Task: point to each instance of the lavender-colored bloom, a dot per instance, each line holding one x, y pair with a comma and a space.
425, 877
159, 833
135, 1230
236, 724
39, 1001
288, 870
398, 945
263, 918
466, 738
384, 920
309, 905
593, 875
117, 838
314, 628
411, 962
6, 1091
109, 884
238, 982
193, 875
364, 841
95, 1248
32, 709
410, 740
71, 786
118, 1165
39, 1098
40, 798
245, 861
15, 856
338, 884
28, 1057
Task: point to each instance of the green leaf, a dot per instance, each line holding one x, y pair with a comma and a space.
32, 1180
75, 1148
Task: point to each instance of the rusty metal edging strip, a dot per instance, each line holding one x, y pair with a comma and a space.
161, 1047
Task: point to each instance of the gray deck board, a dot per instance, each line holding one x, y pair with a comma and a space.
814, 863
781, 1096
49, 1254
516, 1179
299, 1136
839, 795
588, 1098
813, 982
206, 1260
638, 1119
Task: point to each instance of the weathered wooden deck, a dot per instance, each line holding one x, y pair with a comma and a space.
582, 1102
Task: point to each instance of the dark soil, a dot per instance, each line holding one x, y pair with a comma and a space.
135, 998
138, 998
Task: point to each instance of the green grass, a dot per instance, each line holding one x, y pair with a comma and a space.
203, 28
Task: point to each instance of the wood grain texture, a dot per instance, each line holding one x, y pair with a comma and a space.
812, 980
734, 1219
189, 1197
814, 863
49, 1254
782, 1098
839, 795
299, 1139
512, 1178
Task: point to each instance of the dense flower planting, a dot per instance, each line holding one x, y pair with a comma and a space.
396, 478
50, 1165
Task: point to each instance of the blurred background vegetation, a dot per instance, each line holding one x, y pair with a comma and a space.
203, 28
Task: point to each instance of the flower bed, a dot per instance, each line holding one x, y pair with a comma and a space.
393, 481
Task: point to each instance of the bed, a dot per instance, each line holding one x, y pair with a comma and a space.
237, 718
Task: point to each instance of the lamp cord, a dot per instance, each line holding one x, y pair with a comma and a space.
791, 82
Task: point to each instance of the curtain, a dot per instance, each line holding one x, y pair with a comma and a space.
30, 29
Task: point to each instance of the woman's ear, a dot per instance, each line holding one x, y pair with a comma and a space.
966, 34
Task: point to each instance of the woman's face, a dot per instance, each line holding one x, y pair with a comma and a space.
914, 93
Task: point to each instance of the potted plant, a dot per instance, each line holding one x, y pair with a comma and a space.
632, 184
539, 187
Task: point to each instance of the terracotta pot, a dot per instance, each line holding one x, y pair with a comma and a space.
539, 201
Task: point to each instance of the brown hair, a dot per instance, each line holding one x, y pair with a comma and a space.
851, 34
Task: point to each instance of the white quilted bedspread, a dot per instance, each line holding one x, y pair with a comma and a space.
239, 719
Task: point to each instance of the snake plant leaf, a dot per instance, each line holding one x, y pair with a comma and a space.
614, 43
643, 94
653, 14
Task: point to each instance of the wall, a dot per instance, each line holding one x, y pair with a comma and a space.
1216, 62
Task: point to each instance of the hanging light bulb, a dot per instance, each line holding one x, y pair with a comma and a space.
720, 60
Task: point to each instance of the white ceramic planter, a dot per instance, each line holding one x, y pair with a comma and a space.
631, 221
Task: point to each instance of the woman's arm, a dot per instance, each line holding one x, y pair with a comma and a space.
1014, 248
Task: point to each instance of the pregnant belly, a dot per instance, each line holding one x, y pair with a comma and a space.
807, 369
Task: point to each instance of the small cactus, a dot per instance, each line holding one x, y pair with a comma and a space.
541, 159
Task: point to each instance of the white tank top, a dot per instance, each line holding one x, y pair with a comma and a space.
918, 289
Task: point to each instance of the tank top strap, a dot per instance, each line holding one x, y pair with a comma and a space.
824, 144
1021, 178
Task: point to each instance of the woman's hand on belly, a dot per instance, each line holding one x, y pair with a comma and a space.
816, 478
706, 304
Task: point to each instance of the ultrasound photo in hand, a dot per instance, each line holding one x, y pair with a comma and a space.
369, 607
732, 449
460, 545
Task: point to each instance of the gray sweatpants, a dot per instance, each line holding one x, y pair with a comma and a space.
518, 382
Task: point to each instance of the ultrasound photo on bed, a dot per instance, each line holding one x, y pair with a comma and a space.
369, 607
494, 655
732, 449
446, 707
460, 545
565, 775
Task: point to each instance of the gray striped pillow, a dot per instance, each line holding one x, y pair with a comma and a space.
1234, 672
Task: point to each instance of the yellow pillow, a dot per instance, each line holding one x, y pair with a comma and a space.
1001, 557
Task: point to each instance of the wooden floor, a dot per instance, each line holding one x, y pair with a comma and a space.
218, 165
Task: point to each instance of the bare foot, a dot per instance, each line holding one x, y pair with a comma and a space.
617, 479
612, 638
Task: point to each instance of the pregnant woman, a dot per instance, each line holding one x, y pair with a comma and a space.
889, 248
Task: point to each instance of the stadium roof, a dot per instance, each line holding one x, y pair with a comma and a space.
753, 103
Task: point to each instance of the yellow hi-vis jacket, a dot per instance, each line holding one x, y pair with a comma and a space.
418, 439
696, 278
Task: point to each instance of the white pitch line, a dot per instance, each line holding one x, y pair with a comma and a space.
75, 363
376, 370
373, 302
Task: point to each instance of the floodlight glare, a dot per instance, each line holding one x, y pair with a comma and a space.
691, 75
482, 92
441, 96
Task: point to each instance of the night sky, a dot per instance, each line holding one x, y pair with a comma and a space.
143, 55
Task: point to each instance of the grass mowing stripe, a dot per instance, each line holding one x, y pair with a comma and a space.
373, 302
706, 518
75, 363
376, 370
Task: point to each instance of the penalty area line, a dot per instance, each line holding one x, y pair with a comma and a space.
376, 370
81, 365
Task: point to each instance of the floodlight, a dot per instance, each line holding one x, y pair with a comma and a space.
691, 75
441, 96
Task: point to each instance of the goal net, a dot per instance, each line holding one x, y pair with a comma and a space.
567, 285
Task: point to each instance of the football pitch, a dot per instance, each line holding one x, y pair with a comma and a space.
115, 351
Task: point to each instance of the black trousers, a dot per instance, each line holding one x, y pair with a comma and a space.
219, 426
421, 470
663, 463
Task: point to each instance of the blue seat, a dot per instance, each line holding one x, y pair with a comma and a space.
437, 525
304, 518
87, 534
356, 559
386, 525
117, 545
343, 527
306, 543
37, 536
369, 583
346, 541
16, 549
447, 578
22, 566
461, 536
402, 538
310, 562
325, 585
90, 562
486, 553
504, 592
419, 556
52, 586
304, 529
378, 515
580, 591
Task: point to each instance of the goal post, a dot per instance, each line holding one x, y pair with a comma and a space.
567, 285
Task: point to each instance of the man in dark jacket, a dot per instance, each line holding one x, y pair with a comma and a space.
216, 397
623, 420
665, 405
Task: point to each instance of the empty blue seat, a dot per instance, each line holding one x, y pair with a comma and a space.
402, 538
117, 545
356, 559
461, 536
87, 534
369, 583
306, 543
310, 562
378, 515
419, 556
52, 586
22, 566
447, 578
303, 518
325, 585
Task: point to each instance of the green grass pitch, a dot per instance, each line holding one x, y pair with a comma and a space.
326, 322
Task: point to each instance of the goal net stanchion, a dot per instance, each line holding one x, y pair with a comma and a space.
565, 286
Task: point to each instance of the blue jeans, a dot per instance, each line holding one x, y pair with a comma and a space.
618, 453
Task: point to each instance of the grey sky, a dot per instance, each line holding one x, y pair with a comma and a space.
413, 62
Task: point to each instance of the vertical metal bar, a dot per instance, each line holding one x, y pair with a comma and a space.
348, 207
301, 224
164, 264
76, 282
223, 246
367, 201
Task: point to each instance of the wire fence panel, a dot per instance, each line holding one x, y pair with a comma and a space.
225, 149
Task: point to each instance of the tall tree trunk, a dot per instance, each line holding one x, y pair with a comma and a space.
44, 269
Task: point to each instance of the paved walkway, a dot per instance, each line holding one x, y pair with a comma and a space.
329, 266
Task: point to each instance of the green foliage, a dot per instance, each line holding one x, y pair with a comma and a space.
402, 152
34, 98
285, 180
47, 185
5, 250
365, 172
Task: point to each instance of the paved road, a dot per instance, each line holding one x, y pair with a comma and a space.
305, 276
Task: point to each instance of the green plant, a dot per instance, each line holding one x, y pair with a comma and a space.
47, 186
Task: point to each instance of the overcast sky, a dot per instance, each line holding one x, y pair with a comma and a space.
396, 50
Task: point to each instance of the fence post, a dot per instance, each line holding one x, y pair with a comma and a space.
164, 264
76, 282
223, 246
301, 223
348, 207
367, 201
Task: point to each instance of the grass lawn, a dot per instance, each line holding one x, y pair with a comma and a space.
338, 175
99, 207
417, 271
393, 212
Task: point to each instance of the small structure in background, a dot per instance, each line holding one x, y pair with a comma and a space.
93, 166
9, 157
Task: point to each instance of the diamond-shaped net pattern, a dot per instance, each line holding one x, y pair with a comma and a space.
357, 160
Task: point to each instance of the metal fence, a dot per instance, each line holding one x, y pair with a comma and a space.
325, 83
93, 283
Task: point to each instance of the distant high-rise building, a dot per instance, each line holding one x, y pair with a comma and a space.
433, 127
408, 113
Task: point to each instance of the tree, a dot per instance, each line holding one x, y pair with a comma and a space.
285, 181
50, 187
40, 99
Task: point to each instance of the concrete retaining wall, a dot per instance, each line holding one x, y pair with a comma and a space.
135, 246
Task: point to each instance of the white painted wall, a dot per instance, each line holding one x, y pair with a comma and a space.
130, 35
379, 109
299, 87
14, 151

━━━━━━━━━━━━━━━━━━━━

- [Task to complete] Only the lines from the one with "Task: point to each instance of the diamond-shaped" through the end of the material are wanted; copy them exactly, both ends included.

- [The reply]
Task: point to each instance of the diamond-shaped net pattern, a dot per instance, each line holding one x, y pair with a comma and a space.
357, 160
Task: point to each instance of the metal fence, a dot per instance, each line holding one x, y pair with a comma and a space.
325, 83
93, 283
Task: point to each instance of the distant high-rise building, a dot per instance, each line holding one x, y pair with a comma and a space.
433, 127
408, 113
Task: point to each instance of the tree, a dot per instance, each line holding one x, y pair with a comma and a space.
285, 181
50, 187
40, 99
Task: point to each instance of the concrete retaining wall, a dot per instance, each line holding one x, y pair with a comma and a space.
135, 246
Task: point to each instance of the white painted wall, a dot per instance, each line holding one x, y pair with a comma and a space.
130, 35
379, 109
299, 87
14, 151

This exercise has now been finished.